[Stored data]

++++++

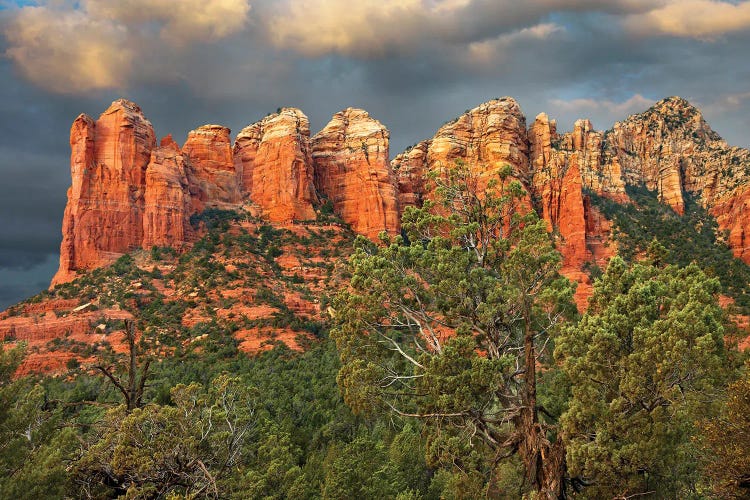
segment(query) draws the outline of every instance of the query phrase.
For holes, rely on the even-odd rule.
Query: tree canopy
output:
[[[487,179],[457,164],[433,182],[404,237],[358,240],[332,334],[344,398],[423,420],[431,463],[482,471],[490,489],[517,454],[529,489],[556,498],[563,452],[539,416],[537,371],[574,314],[573,286],[509,167]]]
[[[695,493],[694,422],[730,371],[718,280],[658,260],[627,266],[614,257],[556,344],[572,388],[562,417],[567,464],[591,498]]]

++++++

Work instructions> Copy verbatim the span of lines that begins with the line holding "For holes, rely on the even-odd rule." and ends at the last line of the records.

Task solution>
For holes, rely on the even-odd rule.
Query: tree canopy
output:
[[[487,179],[457,164],[433,182],[404,237],[358,240],[332,334],[344,398],[423,420],[431,463],[482,471],[490,489],[517,454],[529,489],[556,498],[563,452],[539,416],[537,371],[574,314],[573,286],[509,167]]]
[[[695,493],[694,422],[730,371],[718,280],[658,260],[627,266],[614,257],[556,344],[572,388],[562,417],[567,464],[591,498]]]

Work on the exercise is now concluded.